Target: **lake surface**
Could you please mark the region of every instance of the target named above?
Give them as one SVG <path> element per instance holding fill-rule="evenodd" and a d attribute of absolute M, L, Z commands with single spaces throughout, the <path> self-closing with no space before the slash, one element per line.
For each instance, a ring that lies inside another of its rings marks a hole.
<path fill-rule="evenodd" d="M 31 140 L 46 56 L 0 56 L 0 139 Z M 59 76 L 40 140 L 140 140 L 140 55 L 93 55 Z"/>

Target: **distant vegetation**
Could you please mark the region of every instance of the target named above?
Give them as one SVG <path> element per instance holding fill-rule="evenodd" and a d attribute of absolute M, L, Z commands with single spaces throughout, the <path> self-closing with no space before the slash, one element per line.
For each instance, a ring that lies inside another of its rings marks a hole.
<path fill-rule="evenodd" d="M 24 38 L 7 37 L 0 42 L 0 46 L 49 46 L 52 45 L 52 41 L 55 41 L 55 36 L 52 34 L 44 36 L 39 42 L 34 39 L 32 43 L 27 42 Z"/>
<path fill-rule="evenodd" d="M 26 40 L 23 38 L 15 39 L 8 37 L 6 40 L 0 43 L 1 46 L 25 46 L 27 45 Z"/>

===

Assignment:
The response has to contain every record shown above, unaltered and complete.

Answer space:
Target: **lake surface**
Could you please mark the region of every instance of the target named above?
Give them as one SVG <path> element per instance holding fill-rule="evenodd" and a d attribute of absolute M, L, Z commands with single spaces throughout, the <path> self-closing with no space before the slash, one element per line.
For each instance, a ring that lies inside another of its rings marks a hole.
<path fill-rule="evenodd" d="M 31 140 L 46 56 L 0 56 L 0 139 Z M 59 76 L 40 140 L 140 140 L 140 55 L 93 55 Z"/>

Target: **distant vegetation**
Could you please mark the region of every instance of the target named above?
Give them as one SVG <path> element per instance holding fill-rule="evenodd" and a d attribute of absolute M, L, Z commands with single spaces throughout, the <path> self-closing with no space before the slash, one element per line.
For each instance, a ring that lies inside another of its rings marks a hole.
<path fill-rule="evenodd" d="M 24 38 L 7 37 L 0 42 L 0 46 L 49 46 L 52 45 L 52 41 L 55 41 L 55 36 L 52 34 L 44 36 L 39 42 L 34 39 L 32 43 L 27 42 Z"/>
<path fill-rule="evenodd" d="M 26 40 L 23 38 L 15 39 L 8 37 L 6 40 L 0 43 L 1 46 L 25 46 L 27 45 Z"/>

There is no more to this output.